AVAILABLE RECORDS START

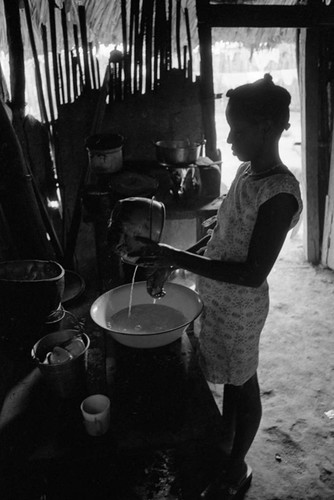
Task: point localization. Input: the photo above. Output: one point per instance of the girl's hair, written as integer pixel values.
(262, 100)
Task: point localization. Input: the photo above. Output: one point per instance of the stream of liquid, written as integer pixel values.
(131, 291)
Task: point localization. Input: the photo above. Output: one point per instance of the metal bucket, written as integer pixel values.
(67, 379)
(105, 153)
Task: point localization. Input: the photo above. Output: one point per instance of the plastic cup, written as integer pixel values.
(96, 414)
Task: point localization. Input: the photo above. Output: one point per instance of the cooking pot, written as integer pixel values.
(133, 217)
(178, 297)
(177, 152)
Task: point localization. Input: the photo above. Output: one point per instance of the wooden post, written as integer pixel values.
(16, 55)
(310, 105)
(18, 199)
(206, 81)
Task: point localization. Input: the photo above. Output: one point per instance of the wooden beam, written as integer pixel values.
(310, 105)
(16, 55)
(245, 15)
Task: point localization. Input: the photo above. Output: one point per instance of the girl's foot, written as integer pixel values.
(224, 487)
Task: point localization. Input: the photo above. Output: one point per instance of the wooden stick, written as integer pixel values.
(16, 55)
(74, 74)
(39, 85)
(178, 28)
(66, 53)
(190, 66)
(47, 72)
(126, 62)
(148, 44)
(83, 31)
(62, 90)
(54, 51)
(92, 68)
(78, 60)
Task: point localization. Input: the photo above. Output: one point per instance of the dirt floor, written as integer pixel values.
(293, 454)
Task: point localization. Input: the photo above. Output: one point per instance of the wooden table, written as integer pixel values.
(165, 428)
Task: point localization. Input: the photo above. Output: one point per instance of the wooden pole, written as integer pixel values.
(16, 55)
(310, 141)
(206, 81)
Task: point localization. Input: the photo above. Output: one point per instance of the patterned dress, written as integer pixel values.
(234, 315)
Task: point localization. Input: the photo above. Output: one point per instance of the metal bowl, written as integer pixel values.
(178, 297)
(177, 152)
(30, 290)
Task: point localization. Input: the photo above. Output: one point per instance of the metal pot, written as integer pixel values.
(177, 152)
(133, 217)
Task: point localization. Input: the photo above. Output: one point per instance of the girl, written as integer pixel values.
(262, 205)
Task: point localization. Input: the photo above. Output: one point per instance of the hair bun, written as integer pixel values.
(267, 78)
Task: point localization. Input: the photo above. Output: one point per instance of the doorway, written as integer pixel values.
(237, 63)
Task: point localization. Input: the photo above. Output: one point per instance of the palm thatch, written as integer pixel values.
(104, 22)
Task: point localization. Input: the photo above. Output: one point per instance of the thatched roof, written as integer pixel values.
(104, 22)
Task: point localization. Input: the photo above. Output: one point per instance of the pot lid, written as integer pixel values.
(129, 183)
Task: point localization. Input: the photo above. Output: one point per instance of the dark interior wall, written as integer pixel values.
(171, 112)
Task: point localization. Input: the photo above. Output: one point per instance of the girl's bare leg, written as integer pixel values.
(242, 413)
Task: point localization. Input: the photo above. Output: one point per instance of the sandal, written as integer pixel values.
(222, 490)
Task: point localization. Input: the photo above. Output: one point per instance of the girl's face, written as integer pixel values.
(247, 138)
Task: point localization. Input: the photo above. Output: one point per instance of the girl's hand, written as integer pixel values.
(153, 254)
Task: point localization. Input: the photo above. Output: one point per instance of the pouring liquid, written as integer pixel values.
(131, 291)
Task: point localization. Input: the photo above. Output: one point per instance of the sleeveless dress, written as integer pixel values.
(234, 315)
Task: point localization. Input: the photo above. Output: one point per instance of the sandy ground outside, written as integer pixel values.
(292, 456)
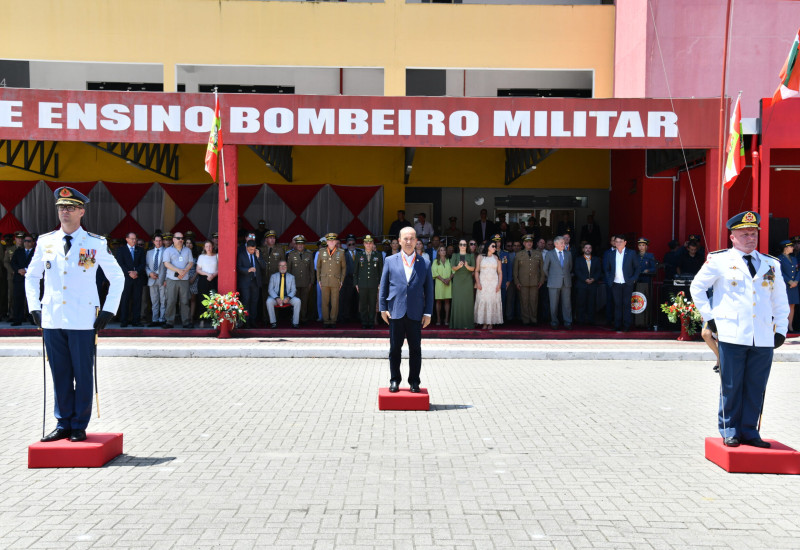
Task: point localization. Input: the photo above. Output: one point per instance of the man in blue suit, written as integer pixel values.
(621, 269)
(406, 304)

AVAILABLE RECORDS END

## ASSIGNED TASK:
Your copy should match the records above exactly, except that it contains no pictures.

## OUTPUT FOR THIS EXERCISE:
Task: point localization. Input: the photo above. Output: one point per instance of the girl's hair, written as integer pixel values.
(262, 100)
Task: point localization. Input: the photo above. Output: one point per instance of the stream of liquid, written as integer pixel values.
(131, 291)
Task: point localization. Input: the photo above. Output: one point per instance of the metal bucket, written as integer pixel values.
(67, 379)
(105, 153)
Task: point localization. Input: the photo above. Output: one point per instance of the plastic cup, written as integer pixel values.
(96, 414)
Task: point localization. Input: the photo above. Output: one point per instance of the cooking pot, written as integer pixel values.
(133, 217)
(178, 297)
(177, 152)
Task: point localization. Input: the photo above. Output: one point per instance of the wooden post, written as integer pixel values.
(16, 55)
(310, 105)
(18, 199)
(206, 81)
Task: point localization. Input: the photo above. Output: one point per instance of the wooden beam, written as integer pixel values.
(310, 105)
(16, 55)
(245, 15)
Task: point localization. Input: the photo above. Output: one point per instance of the girl's foot, written as integer pixel values.
(224, 487)
Task: point localization. Input: the photo above. Output: one point per instance of the wooden stick, written as integer pixel values.
(16, 55)
(74, 74)
(39, 85)
(178, 28)
(66, 53)
(190, 66)
(47, 72)
(126, 62)
(148, 44)
(83, 31)
(62, 90)
(54, 51)
(92, 68)
(78, 60)
Task: point localization. Input: the photo above. Output: one point per instance of the dirt floor, written as integer pixel values.
(293, 454)
Task: point localization. Input: the photo above. Output: one point per instance of the wooden table, written as integer pixel values.
(165, 428)
Task: point localization. Input: the photo above. Output: one point per instance of the wooden pole, written as integer pixel values.
(16, 55)
(310, 141)
(206, 81)
Task: point localization. Input: the photo above. Output: one point per instance of the patterned dress, written as integer pixel values.
(234, 315)
Task: point localization. Input: the photo above. Output: one point per instance of the metal bowl, written as integer pixel values.
(178, 297)
(177, 152)
(30, 290)
Task: point localization. Input: the photo above. Output: one point per instance of the metal pot, written as integer pixel values.
(177, 152)
(133, 217)
Task: point localization. Input: the photo above. Output: one point per instance of the girl, written as integer pixel values.
(262, 205)
Task: point localization. Input: the photo above. Output: one point per instance of the hair bun, written as integer pixel values.
(267, 78)
Task: point localization. Input: the photo above. Output: one point per instance of the doorway, written as integer pixel values.
(237, 63)
Task: point localization. Input: the photo above. Output: one point per instance of the palm thatch, written as integer pixel values.
(104, 22)
Task: point localization. Input: the photo above. Output: one point per instance of the thatched roof, written as integer pixel values.
(104, 22)
Task: point localization. Input: the photo above. Output: one point per instance of the pot lid, written as integer pixel values.
(129, 183)
Task: point localization. Input: the photo above. Output: one point per instance of the dark interior wall, written as integer pixel values.
(171, 112)
Task: point localization. Input: the photo above. Output: one point per instance of the girl's bare leg, written as integer pixel values.
(242, 413)
Task: point localization. Input: the photo above. Output: one point per instance of the sandal, written as integer pixel values.
(222, 490)
Task: point localization. Input: the photo above. Output: one point per instance of the girl's face, written as integer pixel values.
(247, 138)
Task: point localization. Input: the photo above. Output: one point per instance of the girl's hand, written as integer pixel values.
(153, 254)
Task: point localization. Input: the photo above. Output: one point per instance of the pouring liquid, written as integer pixel values.
(131, 291)
Task: point localization. Input: the photo above. Output: one point per instance of the sleeveless dress, written as integer pixel values.
(234, 315)
Task: point localization. Input: the photo above. Output: one point per instance of the sandy ground outside, written as integer pixel values.
(292, 456)
Task: point localization. Input: the photo above. Output: one point per instance of the man in blue suit, written as integer pixel values.
(621, 269)
(406, 304)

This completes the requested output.